Dataset excerpts:
=== Begin Enclosure ===

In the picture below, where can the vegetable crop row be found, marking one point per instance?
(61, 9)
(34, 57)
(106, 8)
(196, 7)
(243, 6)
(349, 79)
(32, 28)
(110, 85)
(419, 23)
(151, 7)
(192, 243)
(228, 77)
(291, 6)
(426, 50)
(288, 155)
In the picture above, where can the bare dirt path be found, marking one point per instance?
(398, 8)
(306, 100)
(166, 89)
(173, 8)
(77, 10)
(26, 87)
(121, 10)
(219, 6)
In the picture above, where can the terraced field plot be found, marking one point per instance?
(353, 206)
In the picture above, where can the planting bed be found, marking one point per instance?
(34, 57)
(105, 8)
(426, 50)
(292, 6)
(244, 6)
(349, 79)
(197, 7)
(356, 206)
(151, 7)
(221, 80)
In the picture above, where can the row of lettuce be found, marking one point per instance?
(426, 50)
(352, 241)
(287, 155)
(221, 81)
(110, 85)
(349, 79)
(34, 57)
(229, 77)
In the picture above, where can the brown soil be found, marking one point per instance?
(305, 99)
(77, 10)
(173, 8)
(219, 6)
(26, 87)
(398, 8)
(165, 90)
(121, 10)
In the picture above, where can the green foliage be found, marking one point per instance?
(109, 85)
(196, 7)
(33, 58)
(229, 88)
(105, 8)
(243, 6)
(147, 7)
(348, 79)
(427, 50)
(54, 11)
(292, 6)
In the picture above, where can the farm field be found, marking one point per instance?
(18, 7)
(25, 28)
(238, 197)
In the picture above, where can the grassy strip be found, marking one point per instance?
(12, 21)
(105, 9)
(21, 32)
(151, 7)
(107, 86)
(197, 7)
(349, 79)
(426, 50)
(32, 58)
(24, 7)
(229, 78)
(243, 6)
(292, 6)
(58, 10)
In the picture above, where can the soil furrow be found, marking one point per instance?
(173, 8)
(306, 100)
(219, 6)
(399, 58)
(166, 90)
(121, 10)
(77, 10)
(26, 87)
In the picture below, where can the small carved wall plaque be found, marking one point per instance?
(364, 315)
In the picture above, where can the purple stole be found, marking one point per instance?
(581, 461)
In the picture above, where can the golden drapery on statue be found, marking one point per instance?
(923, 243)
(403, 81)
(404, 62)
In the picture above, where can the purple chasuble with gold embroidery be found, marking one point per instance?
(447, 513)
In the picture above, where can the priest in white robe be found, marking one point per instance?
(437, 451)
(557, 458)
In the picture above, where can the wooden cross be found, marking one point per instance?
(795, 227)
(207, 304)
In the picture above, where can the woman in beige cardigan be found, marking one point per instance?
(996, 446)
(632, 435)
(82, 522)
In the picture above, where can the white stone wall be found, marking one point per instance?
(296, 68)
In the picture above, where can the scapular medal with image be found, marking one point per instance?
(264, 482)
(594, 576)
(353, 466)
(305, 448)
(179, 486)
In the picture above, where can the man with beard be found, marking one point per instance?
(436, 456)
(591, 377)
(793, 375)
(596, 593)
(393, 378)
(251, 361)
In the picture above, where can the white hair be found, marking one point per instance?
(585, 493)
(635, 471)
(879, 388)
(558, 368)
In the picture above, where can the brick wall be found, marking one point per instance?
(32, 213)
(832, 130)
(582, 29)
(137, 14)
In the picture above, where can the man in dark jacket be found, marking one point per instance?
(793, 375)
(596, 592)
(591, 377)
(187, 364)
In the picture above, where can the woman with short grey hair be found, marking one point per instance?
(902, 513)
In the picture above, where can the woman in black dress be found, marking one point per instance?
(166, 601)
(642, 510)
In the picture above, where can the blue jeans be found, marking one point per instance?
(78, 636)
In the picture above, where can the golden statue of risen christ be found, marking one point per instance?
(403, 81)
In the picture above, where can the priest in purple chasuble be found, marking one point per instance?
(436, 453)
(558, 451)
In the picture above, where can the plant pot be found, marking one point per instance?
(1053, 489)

=== End Enclosure ===

About this exercise
Nothing in the entries may change. Retype them all.

Task answer
In the picture below, where can the vegetable crop row be found, marking one point per instance?
(61, 9)
(34, 57)
(106, 8)
(196, 7)
(243, 6)
(349, 79)
(32, 28)
(110, 85)
(419, 23)
(151, 7)
(192, 243)
(228, 77)
(291, 6)
(426, 50)
(288, 155)
In the picture above, where can the bare dirt path be found, marking one point per instance?
(398, 8)
(306, 100)
(166, 89)
(173, 8)
(77, 10)
(26, 87)
(121, 10)
(219, 6)
In the picture above, where can the terraced field plot be found, marking one point per instance?
(353, 206)
In the picture above, where can the planting bed be found, marking one point per instance?
(34, 57)
(105, 8)
(426, 50)
(292, 6)
(244, 6)
(349, 79)
(197, 7)
(356, 206)
(151, 7)
(221, 80)
In the picture above, where can the row of lettuce be found, marking one point per instance?
(426, 50)
(352, 241)
(287, 155)
(221, 81)
(110, 85)
(349, 79)
(34, 57)
(229, 77)
In the picture above, where can the brown soil be found, marking one point per instance?
(305, 99)
(77, 10)
(173, 8)
(219, 6)
(26, 87)
(398, 8)
(165, 90)
(121, 10)
In the picture above, where can the green foliage be found, marking one point per instance?
(109, 85)
(196, 7)
(33, 58)
(229, 88)
(105, 8)
(243, 6)
(147, 7)
(348, 79)
(427, 50)
(54, 11)
(292, 6)
In the picture above, where can the farm field be found, marking one point per instance?
(18, 7)
(25, 28)
(238, 197)
In the picture above, where can the grassy strip be found, marking one point per instance?
(12, 21)
(105, 9)
(21, 32)
(151, 7)
(107, 86)
(197, 7)
(349, 79)
(426, 50)
(32, 58)
(24, 7)
(229, 78)
(243, 6)
(292, 6)
(58, 10)
In the picture above, where can the soil furrow be found, marking one point per instance?
(173, 8)
(306, 100)
(219, 6)
(399, 58)
(166, 90)
(121, 10)
(77, 10)
(26, 87)
In the picture below, where can the small carved wall plaque be found, marking one point per instance?
(364, 315)
In the picture above, where can the purple stole be found, marking one point per instance?
(581, 461)
In the picture above, where can the golden drapery on statue be found, marking one point per instance?
(923, 243)
(403, 81)
(404, 62)
In the picture above, where can the purple chasuble with gold embroidery be found, marking one point per instance?
(447, 513)
In the picture above, where can the priest in white robe be found, marking one point per instance?
(437, 451)
(557, 458)
In the picture above, where can the wooden cross be found, marking one point per instance?
(795, 227)
(207, 304)
In the picture above, where can the woman in beige cardigan be found, marking one point per instance?
(996, 446)
(632, 435)
(82, 522)
In the picture above, where can the white stone wall be found, marking one point per instance?
(296, 68)
In the picture above, where can the scapular medal with image be found, marking one point per instance?
(264, 482)
(594, 576)
(353, 466)
(305, 448)
(179, 486)
In the picture above, where can the man with beard be found, marking one point per instance?
(436, 456)
(591, 377)
(793, 375)
(596, 593)
(393, 378)
(251, 361)
In the picture above, where can the white hair be found, marking one point per instance?
(585, 493)
(635, 471)
(879, 388)
(558, 368)
In the picture above, where can the brick wall be found, marking one point per instance?
(32, 213)
(832, 130)
(582, 29)
(137, 14)
In the picture above, where can the man in dark jacket be found, marking one point per instance?
(793, 375)
(596, 592)
(591, 377)
(187, 364)
In the picture above, where can the woman with short grey hair be found, marking one point per instance?
(902, 513)
In the picture above, where can the woman in black dress be found, marking one point per instance?
(166, 601)
(642, 510)
In the picture above, where can the blue jeans be found, marking one point per instance?
(78, 636)
In the picture above, where can the golden statue of risen christ be found, marking one point per instance?
(403, 81)
In the picture above, where can the priest in purple chasuble be found, marking one point per instance?
(436, 453)
(558, 451)
In the picture above, where can the plant pot be found, marking one point per instance?
(1053, 489)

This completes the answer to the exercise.